Text block:
"""

So, when we heard excited reports that "Wattenburger completely flipped out!, swearing about something having to do with solid waste and the other people in the room had to calm him down" we were naturally curious; curious, but not surprised because of this crew of supervisors can be very peculiar, individually and collectively.
But after reviewing the video of the meeting what we saw was a few melodramtic comments uttered while the Supes were discussing raising County fees across the board in obvious anticipation of the looming budget shortfall. The supervisors explained the expected shortfall merely as "costs have gone up." Some costs have gone up. But their own profligacy and gross mismanagement of the County's declining cash flow was, of course, ignored as the major contributing factor it is.
One of the proposed fee increases was a $1 or $2 per-cubic-yard garbage dumping fee hike. Somehow the Supes packet had an earlier proposal which nicked Caspar at a higher rate than the rest of the County's trash transfer sites. The revised proposal with a flat rate applied everywhere in the County didn't get into the Supe's package.
Confusion reigned. A series of obfuscating motions, pointless modifications, more pointless modifications, and irrelevant corrections ensued, thus multiplying the original mystification.
Wattenburger grumpily declared: "This is one of the most ugly documents that has come before me in four years. Dates, dollars, are not clear. There are too many concerns. Can we even act on such a document? We have a modification to a modification to a modification..."
"And a correction," Supervisor David Colfax chuckled.
But Wattenburger was annoyed by the confusion: "What I'm concerned about is the difficulty that this short little fat bald guy is having understanding, let alone asking the public to understand, what we're trying to do here. We're supposed to be the experts and I'm not exactly sure of dates, dollars, etc. We've had a lot of discussion. This should have been a much more fleshed-out document. Easy to read for the public. Easy to read for dumb supervisors. Or a dumb supervisor, I'm sorry. [ms notes: Right the first time, Jim.] And be able to bring it back in a clear concise situation. So maybe it's just me being tense and tired and late but um um I think maybe that unless there's a pressing need for these dollars tomorrow this might need to come back to us at the next meeting or something in a more clear and concise document that we can understand and we can answer questions to the public."

"""

Coordinate annotation records
"""

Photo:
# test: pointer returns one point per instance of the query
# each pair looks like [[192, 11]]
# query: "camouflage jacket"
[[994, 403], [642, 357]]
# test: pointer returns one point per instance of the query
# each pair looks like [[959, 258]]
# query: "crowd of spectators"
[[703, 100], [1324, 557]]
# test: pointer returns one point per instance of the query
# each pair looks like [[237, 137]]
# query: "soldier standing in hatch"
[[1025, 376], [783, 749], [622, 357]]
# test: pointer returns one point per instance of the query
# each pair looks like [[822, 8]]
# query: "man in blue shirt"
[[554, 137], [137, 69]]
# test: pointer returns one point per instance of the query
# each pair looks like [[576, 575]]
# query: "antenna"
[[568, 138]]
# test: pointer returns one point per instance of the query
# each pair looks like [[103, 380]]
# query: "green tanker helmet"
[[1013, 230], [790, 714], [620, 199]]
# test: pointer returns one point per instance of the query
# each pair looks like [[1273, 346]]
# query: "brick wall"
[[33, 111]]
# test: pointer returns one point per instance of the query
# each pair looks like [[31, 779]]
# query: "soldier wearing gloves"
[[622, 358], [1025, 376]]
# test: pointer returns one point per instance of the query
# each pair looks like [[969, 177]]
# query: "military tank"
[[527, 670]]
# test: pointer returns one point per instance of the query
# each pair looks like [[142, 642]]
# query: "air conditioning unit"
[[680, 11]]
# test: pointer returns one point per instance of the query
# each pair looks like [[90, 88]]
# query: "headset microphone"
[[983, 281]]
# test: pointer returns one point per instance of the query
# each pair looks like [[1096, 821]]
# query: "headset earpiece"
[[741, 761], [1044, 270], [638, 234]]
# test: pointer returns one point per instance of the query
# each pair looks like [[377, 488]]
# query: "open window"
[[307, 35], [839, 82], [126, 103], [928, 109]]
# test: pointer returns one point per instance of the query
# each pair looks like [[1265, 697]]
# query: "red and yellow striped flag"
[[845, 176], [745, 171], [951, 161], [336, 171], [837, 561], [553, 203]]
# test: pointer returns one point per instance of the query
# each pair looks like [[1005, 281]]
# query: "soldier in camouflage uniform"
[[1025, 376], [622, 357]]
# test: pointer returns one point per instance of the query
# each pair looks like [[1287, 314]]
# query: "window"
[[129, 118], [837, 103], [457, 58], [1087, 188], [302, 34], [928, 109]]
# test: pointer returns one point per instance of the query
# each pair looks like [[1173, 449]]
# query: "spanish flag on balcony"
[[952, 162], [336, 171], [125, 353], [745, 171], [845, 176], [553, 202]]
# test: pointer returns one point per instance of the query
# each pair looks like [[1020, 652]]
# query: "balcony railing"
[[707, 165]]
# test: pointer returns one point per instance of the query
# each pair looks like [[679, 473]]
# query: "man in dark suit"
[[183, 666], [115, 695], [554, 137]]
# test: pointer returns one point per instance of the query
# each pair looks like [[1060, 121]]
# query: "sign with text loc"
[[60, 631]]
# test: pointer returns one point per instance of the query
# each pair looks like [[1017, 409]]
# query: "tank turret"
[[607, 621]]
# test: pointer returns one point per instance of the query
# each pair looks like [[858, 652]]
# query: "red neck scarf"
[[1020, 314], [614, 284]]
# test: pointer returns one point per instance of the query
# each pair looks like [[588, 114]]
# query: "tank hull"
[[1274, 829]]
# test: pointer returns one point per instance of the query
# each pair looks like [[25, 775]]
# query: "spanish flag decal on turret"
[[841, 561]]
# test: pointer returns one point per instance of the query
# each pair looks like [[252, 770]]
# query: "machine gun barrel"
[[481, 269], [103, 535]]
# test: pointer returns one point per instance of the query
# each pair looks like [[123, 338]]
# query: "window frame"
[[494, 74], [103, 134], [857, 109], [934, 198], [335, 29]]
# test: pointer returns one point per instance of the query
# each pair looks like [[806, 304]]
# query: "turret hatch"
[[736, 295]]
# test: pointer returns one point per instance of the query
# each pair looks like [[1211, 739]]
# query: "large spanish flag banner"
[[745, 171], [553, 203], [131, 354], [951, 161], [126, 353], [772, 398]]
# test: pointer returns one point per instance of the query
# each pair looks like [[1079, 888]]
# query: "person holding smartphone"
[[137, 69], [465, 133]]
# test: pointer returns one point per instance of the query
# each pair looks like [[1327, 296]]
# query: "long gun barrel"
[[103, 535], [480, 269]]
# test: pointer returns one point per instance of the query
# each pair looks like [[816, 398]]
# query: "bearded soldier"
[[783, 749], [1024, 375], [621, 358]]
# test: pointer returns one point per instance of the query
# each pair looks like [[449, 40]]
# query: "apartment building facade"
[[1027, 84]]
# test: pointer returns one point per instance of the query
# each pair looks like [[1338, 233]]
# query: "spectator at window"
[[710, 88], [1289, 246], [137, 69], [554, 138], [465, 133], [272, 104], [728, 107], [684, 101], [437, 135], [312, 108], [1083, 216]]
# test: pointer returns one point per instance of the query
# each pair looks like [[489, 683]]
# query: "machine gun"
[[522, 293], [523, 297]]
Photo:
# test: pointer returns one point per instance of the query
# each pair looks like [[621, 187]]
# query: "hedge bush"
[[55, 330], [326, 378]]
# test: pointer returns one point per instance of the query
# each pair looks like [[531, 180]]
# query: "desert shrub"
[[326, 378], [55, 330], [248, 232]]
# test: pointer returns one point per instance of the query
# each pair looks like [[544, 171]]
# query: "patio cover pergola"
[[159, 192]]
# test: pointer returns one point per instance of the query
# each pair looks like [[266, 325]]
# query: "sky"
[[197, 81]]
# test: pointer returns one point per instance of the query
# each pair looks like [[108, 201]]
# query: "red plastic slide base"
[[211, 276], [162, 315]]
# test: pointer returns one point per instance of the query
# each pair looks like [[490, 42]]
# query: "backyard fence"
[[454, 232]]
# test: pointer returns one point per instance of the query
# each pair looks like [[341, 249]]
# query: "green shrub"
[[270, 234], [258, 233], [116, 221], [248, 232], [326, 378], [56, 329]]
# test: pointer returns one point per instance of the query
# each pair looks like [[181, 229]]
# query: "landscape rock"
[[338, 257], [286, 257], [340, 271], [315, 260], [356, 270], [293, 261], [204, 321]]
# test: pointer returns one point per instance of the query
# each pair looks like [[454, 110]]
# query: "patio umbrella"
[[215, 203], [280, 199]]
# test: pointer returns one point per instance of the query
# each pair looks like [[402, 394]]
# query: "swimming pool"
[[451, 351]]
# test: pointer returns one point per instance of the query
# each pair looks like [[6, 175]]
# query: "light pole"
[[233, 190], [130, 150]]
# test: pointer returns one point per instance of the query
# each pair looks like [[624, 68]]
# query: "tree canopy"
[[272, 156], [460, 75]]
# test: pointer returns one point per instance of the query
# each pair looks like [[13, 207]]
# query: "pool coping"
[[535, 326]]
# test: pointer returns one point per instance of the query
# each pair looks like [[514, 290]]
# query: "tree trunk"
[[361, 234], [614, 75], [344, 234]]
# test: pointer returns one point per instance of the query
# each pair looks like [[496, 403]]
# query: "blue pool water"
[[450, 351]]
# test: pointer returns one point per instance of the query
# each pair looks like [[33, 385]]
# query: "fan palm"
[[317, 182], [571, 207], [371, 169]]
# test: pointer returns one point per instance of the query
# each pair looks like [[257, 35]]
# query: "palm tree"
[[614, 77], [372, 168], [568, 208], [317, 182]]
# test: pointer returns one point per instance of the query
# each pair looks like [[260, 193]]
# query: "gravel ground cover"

"""

Stated problem: Extend the account of the supervisors' meeting on county fees, starting right after its last sentence. The records are separate from the account of the supervisors' meeting.

Output for this task:
Supervisor Colfax, who had made several modifications to the original motion said, "I withdraw my second complicated or straightforward as it may have been because I think here what we need to do is just adopt the sentiment that Supervisor Pinches has expressed [postponing the whole fee increase discussion]. After your comments that it has confused a short bald guy, this hairy guy — I forgot to shave my beard (laughs) — this guy over here is not willing to uh, uh cloud your mind or tell you you really understand it when you think you don't. So I don't think we need to go forward with this at this time regardless of what County Counsel provides us with. We need to examine this anew and I think the day has taken its toll."
Supervisor Kendall Smith, was confused at her colleagues' confusion: "I don't see what lack of clarity there is with solid waste fees," she said. "But fine, continue solid waste to the next meeting."
There was no second for simplicity.
Pinches then moved to "continue the whole thing to another meeting. There are no life threatening changes here. I move to continue to August 5. To allow for corrections."
The supervisors eventually continued the subject to July 22.
The short little fat bald guy seemed mollified.
But going completely unremarked, however, were the following big ticket items on the consent calendar: "Approval of Request to Transfer Funds in the Amount of $1,200,000 ... Due to increased costs assocated with provider contracts, Health and Human Services Agency/Mental Health Branch," and "Approval of Fiscal Year 2008/2010 Agreement with Workforce Investment Board and Mendocino Private Industry Council in the amount of $2,344,176 for provision of Workforce Investment Act One-Stop Operation Services."
The state's budget is in free fall. Half of Mendocino is on fire. The current "budget" is nothing but a place holder. But multi-million-dollar contracts and with their huge cost increases disappear into the consent calendar while the Supervisors spend a wacky hour complaining about minor glitches in a proposed garbage rate increase?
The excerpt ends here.